» THE REQUEST
Collect every line of the data below that contains the word "background", and copy each one in full.
### INFORMATION SHOWN
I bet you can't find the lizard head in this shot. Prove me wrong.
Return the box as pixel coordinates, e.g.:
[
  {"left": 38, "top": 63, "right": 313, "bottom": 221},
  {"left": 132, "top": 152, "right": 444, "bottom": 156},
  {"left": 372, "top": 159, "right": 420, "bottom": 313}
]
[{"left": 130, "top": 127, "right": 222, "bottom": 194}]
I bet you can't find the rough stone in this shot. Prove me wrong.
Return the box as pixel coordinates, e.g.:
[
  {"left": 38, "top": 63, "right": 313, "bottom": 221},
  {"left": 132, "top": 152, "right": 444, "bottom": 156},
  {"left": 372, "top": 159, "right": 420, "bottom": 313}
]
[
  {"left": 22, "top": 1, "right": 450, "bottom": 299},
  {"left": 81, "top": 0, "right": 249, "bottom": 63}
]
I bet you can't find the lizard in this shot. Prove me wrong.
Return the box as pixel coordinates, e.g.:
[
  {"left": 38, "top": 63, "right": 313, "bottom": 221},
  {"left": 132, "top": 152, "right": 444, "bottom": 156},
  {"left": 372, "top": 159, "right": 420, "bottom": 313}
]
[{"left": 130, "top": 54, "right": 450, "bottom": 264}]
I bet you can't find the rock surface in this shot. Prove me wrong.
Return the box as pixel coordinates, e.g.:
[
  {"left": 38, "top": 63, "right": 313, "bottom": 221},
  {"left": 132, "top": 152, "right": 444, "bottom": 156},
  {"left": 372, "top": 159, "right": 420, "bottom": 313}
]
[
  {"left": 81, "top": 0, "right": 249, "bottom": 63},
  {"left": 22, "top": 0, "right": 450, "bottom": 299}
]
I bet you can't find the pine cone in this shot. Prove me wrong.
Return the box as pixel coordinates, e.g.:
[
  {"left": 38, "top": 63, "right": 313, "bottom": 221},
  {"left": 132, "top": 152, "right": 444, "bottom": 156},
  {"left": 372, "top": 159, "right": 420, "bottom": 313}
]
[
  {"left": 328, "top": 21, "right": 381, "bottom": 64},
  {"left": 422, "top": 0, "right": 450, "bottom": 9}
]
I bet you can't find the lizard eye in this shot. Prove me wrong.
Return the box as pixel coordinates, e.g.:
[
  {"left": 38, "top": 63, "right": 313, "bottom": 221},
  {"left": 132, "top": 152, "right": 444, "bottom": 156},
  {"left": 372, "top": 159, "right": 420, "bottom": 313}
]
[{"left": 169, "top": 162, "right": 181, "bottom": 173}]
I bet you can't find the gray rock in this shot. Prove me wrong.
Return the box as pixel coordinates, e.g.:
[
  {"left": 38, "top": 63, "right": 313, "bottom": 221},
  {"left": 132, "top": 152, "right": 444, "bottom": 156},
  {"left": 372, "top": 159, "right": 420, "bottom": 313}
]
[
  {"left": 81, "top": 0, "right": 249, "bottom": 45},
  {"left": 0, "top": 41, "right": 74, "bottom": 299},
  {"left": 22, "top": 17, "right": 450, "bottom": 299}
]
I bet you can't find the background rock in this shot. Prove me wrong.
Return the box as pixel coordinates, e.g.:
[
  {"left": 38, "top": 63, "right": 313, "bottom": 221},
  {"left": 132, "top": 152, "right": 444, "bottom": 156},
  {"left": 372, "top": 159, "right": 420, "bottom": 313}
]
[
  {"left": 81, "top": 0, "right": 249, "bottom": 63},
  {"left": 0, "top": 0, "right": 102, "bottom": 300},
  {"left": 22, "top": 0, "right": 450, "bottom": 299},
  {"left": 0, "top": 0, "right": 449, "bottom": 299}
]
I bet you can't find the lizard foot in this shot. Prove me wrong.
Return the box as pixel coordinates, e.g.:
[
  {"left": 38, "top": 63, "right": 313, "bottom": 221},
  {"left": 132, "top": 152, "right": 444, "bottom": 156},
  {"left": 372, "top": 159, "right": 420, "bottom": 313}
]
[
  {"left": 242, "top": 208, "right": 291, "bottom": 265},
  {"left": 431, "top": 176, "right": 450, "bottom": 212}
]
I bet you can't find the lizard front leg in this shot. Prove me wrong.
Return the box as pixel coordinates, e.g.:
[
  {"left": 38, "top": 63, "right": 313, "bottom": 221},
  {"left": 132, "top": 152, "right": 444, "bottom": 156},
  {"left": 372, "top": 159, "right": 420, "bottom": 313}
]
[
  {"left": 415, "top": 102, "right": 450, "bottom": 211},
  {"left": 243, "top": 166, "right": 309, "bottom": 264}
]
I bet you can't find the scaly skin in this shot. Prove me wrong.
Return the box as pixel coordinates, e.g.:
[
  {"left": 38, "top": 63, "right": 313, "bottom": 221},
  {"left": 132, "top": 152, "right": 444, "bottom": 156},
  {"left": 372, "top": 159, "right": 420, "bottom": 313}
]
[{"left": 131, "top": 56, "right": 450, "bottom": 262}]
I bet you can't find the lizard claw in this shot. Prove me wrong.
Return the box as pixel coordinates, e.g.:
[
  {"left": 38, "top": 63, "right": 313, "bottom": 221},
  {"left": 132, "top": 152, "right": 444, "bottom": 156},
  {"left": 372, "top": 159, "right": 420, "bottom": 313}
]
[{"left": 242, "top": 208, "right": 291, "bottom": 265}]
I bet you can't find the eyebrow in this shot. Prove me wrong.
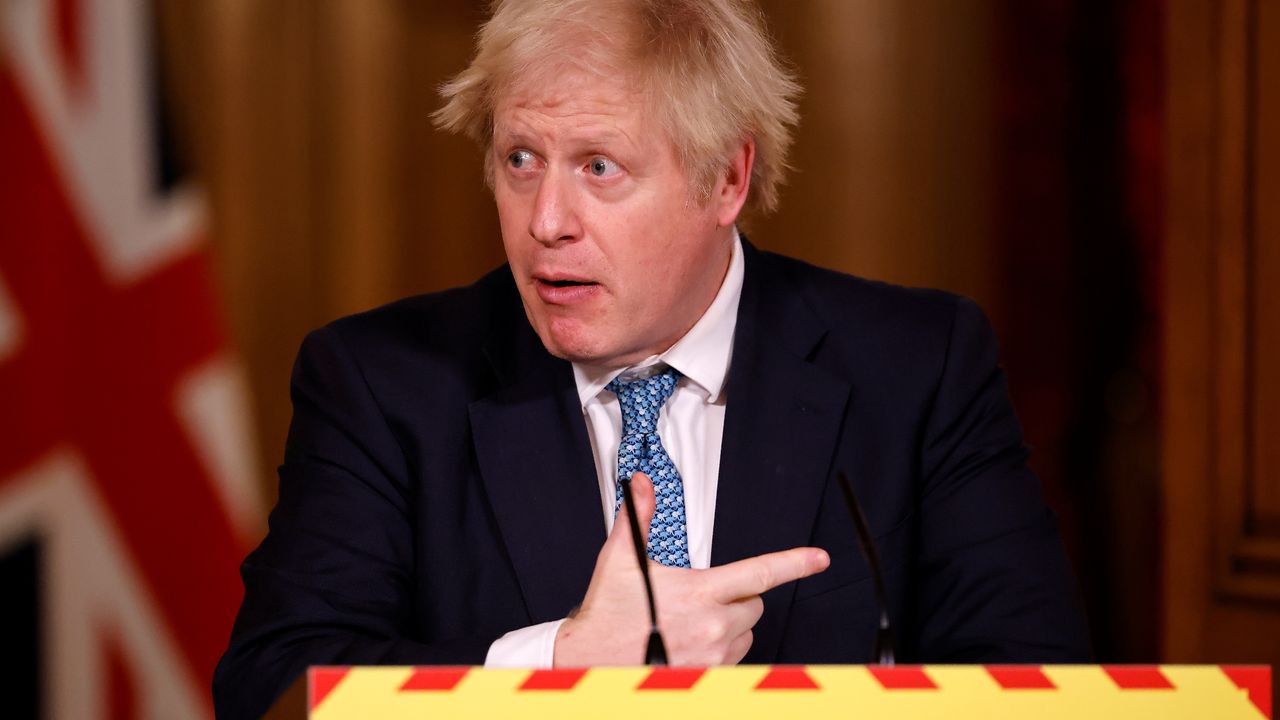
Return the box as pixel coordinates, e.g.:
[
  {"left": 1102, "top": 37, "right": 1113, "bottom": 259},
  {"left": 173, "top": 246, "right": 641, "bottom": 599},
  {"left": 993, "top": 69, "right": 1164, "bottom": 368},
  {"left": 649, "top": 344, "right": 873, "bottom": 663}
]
[{"left": 494, "top": 131, "right": 637, "bottom": 150}]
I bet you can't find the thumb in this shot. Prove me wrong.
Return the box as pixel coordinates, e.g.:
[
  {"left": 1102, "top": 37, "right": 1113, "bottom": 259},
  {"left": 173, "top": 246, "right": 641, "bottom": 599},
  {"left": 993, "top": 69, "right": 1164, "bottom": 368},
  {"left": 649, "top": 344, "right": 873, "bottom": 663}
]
[{"left": 609, "top": 473, "right": 654, "bottom": 555}]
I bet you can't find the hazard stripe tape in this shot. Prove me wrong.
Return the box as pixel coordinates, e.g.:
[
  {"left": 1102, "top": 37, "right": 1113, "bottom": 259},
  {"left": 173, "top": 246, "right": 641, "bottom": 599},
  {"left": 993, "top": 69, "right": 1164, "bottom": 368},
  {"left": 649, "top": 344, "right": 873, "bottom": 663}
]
[{"left": 307, "top": 665, "right": 1271, "bottom": 720}]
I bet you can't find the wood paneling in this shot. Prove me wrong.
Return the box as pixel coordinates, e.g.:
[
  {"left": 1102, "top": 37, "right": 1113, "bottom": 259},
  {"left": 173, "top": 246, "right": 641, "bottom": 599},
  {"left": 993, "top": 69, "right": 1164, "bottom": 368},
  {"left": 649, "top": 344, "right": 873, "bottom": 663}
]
[
  {"left": 1164, "top": 0, "right": 1280, "bottom": 662},
  {"left": 157, "top": 0, "right": 1001, "bottom": 504}
]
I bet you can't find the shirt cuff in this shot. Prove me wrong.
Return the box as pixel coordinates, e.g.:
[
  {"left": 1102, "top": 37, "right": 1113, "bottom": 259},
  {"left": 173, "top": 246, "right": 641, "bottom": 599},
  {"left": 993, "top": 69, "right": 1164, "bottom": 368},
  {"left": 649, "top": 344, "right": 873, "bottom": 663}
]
[{"left": 484, "top": 620, "right": 564, "bottom": 669}]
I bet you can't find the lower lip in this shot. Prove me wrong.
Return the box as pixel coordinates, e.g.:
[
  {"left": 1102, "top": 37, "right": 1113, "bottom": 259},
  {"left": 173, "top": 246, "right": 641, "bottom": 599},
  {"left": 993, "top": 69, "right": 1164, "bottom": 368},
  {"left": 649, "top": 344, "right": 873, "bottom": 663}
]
[{"left": 534, "top": 281, "right": 600, "bottom": 305}]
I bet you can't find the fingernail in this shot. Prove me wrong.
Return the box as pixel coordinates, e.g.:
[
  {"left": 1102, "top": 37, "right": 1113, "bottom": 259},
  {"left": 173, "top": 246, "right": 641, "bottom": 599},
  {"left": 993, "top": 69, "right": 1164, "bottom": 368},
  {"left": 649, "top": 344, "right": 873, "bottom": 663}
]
[{"left": 814, "top": 547, "right": 831, "bottom": 571}]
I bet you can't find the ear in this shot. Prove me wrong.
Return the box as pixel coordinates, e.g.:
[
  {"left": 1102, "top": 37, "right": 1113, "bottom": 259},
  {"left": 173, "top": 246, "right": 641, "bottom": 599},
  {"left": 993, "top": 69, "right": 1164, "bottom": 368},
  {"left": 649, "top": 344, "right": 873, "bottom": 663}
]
[{"left": 712, "top": 137, "right": 755, "bottom": 228}]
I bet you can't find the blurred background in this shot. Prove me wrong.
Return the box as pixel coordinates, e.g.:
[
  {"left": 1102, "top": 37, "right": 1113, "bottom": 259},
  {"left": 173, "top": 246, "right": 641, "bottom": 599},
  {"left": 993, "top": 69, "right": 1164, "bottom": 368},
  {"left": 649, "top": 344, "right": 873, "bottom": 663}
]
[{"left": 0, "top": 0, "right": 1280, "bottom": 717}]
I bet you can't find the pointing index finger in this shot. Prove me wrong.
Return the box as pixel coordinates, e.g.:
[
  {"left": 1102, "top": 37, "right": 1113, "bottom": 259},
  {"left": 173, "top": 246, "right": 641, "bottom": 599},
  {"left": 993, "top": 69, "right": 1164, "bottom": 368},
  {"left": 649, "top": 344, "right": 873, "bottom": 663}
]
[{"left": 707, "top": 547, "right": 831, "bottom": 602}]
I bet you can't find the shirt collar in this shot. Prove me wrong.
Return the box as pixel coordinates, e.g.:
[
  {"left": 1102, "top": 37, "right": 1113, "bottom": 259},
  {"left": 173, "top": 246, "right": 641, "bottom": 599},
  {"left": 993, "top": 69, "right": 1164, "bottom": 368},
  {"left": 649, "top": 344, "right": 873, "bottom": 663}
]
[{"left": 573, "top": 228, "right": 745, "bottom": 407}]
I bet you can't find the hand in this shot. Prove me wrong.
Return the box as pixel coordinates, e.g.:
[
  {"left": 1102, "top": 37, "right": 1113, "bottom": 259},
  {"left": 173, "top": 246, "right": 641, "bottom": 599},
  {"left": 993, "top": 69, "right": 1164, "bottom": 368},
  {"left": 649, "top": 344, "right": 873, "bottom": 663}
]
[{"left": 554, "top": 473, "right": 831, "bottom": 667}]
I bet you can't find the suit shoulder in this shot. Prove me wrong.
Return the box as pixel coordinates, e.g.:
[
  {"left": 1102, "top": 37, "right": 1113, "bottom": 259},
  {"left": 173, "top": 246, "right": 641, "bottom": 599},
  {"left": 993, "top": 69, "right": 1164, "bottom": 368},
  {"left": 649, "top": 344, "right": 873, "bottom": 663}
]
[
  {"left": 324, "top": 265, "right": 520, "bottom": 355},
  {"left": 764, "top": 252, "right": 967, "bottom": 340}
]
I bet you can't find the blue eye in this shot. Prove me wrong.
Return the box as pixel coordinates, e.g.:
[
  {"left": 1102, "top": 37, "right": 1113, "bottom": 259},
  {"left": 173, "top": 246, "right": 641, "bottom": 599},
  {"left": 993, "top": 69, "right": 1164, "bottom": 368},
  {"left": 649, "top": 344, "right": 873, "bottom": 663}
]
[
  {"left": 586, "top": 158, "right": 621, "bottom": 178},
  {"left": 507, "top": 150, "right": 534, "bottom": 170}
]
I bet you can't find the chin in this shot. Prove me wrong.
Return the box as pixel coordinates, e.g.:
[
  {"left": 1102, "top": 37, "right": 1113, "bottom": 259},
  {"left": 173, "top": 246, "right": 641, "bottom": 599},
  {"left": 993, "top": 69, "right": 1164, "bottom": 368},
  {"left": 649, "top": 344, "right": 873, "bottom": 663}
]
[{"left": 538, "top": 320, "right": 608, "bottom": 365}]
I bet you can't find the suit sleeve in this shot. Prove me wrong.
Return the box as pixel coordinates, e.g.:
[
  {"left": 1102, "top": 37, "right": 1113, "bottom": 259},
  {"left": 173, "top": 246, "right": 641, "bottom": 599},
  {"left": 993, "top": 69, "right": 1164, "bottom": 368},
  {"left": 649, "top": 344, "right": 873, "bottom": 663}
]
[
  {"left": 214, "top": 328, "right": 497, "bottom": 719},
  {"left": 916, "top": 294, "right": 1091, "bottom": 662}
]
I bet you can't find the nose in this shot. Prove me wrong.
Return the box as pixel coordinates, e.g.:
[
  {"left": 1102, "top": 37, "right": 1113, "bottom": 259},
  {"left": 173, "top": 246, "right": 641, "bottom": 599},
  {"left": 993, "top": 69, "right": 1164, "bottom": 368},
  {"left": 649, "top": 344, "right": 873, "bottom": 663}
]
[{"left": 529, "top": 169, "right": 582, "bottom": 247}]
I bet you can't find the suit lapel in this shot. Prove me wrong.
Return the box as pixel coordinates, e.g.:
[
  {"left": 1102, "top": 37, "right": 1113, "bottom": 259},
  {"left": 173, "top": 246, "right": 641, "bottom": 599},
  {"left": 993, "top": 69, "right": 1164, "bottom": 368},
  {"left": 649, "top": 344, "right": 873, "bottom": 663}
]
[
  {"left": 470, "top": 300, "right": 604, "bottom": 623},
  {"left": 712, "top": 242, "right": 850, "bottom": 662}
]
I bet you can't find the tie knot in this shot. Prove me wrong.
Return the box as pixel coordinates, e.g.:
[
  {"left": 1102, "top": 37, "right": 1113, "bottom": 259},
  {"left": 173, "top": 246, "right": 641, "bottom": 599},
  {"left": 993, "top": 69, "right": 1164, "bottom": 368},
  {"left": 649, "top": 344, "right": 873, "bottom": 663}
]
[{"left": 605, "top": 368, "right": 680, "bottom": 434}]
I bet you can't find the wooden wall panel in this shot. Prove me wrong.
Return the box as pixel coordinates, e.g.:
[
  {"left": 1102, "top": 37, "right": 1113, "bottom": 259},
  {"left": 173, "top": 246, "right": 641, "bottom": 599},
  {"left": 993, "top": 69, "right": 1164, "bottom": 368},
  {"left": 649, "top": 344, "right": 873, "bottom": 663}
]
[
  {"left": 157, "top": 0, "right": 1001, "bottom": 504},
  {"left": 1164, "top": 0, "right": 1280, "bottom": 662}
]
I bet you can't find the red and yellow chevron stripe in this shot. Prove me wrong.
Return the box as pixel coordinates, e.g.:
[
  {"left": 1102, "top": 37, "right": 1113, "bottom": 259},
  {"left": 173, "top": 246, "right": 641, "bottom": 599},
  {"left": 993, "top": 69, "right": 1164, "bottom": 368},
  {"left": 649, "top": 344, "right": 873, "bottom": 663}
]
[{"left": 308, "top": 665, "right": 1271, "bottom": 720}]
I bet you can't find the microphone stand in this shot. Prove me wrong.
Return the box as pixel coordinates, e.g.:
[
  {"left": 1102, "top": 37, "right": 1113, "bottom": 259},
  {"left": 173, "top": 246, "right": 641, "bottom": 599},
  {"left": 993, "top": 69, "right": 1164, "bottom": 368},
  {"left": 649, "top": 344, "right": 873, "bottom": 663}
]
[
  {"left": 837, "top": 470, "right": 893, "bottom": 666},
  {"left": 622, "top": 478, "right": 667, "bottom": 665}
]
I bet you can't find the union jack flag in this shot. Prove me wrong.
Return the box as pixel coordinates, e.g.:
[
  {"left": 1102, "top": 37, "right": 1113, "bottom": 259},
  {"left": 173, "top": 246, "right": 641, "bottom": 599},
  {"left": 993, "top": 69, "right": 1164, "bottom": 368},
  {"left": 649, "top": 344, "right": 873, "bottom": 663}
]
[{"left": 0, "top": 0, "right": 264, "bottom": 719}]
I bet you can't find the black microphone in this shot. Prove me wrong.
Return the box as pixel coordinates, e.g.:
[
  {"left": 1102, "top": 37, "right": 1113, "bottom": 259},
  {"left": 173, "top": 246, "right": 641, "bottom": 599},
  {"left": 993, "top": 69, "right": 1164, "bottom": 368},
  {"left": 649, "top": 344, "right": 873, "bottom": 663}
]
[
  {"left": 834, "top": 470, "right": 893, "bottom": 665},
  {"left": 622, "top": 478, "right": 670, "bottom": 665}
]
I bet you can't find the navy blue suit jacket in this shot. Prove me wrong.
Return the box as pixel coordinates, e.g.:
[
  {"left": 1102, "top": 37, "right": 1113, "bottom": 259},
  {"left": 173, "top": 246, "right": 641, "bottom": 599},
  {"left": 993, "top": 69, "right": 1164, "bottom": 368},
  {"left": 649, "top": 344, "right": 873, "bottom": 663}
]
[{"left": 214, "top": 246, "right": 1089, "bottom": 717}]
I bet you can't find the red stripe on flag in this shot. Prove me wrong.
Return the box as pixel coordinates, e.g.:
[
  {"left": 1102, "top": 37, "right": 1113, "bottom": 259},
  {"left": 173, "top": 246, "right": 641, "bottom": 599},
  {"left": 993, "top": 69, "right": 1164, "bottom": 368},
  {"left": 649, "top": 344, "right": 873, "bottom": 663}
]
[
  {"left": 518, "top": 669, "right": 586, "bottom": 691},
  {"left": 867, "top": 665, "right": 938, "bottom": 691},
  {"left": 1222, "top": 665, "right": 1271, "bottom": 720},
  {"left": 401, "top": 667, "right": 470, "bottom": 692},
  {"left": 0, "top": 64, "right": 248, "bottom": 685},
  {"left": 636, "top": 667, "right": 707, "bottom": 691},
  {"left": 755, "top": 666, "right": 818, "bottom": 691},
  {"left": 1102, "top": 665, "right": 1174, "bottom": 691},
  {"left": 307, "top": 667, "right": 351, "bottom": 711},
  {"left": 987, "top": 665, "right": 1057, "bottom": 691}
]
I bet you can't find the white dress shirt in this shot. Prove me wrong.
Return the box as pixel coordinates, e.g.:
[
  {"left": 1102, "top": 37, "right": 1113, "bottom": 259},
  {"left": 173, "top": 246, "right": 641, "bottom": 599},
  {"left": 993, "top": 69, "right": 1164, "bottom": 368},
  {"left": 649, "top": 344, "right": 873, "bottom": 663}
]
[{"left": 484, "top": 229, "right": 744, "bottom": 667}]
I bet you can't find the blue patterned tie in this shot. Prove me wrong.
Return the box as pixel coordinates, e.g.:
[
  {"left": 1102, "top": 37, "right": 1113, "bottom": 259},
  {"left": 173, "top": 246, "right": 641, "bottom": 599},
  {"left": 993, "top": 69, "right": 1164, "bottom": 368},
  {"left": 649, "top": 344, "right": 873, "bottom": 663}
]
[{"left": 605, "top": 368, "right": 690, "bottom": 568}]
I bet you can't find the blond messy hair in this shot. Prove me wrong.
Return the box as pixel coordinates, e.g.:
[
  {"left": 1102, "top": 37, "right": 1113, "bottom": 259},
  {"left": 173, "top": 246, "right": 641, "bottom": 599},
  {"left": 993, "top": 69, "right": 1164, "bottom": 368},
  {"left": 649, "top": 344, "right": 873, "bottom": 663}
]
[{"left": 431, "top": 0, "right": 800, "bottom": 211}]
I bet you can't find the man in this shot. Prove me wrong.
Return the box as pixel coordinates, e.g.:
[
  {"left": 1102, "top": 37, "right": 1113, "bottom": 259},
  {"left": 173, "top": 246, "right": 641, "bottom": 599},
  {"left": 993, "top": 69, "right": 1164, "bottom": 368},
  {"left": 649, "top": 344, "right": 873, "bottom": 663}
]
[{"left": 215, "top": 0, "right": 1088, "bottom": 716}]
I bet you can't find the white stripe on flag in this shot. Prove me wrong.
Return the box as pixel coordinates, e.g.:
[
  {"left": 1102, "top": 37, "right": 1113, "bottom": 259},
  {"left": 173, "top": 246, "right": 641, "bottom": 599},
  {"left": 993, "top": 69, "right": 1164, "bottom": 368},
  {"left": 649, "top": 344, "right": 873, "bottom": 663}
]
######
» SOLUTION TO THE EXERCISE
I bet you can't find the background rock in this shot. Prove me wrong.
I bet you can't find the blurred background in this shot. Prove me wrong.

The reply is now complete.